- **Supplied text**:
^^^^^^^^

Scientific classification
- Kingdom: Plantae
- Clade: Tracheophytes
- Clade: Angiosperms
- Clade: Eudicots
- Clade: Asterids
- Order: Ericales
- Family: Ericaceae
- Genus: Styphelia
- Species: S. grandiflora
- Binomial name: Styphelia grandiflora (Pedley) Hislop, Crayn & Puente-Lel.
- Synonyms: Leucopogon grandiflorus Pedley

= Styphelia grandiflora =

- Genus: Styphelia
- Species: grandiflora
- Authority: (Pedley) Hislop, Crayn & Puente-Lel.
- Synonyms: Leucopogon grandiflorus Pedley

Species of shrub

Styphelia grandiflora is a species of flowering plant in the heath family Ericaceae and is endemic to Carnarvon National Park in south-eastern Queensland. It is a shrub with softly-hairy branchlets, oblong leaves and white flowers.

==Description==
Styphelia grandiflora is a shrub with softly-hairy branchlets, that typically grows to a height of up to 2 m. Its leaves are oblong, 8–10 mm long and about 1.3 mm wide with the edges rolled under. The flowers are arranged singly in upper leaf axils with bracts about 1 mm long and bracteoles about 2 mm long. The sepals are egg-shaped, about 4.5 mm long and the petals are white, 12–15 mm long and form a tube 8–9 mm long with narrowly triangular lobes. The fruit is a more or less spherical drupe about 5 mm long.

^^^^^^^^

- **Provided data**:
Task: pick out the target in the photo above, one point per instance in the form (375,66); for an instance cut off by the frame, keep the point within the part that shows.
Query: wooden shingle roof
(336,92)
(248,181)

^^^^^^^^

- **Exercises to complete**:
(a) Write out the Styphelia grandiflora text from "Styphelia grandiflora is a species" up to and including "and white flowers.", substituting "Carnarvon Gorge" for "Carnarvon National Park".
(b) Name every clade listed in the scientific classification of the Styphelia grandiflora text.

- **Task solutions**:
(a)
Styphelia grandiflora is a species of flowering plant in the heath family Ericaceae and is endemic to Carnarvon Gorge in south-eastern Queensland. It is a shrub with softly-hairy branchlets, oblong leaves and white flowers.

(b) Tracheophytes, Angiosperms, Eudicots, Asterids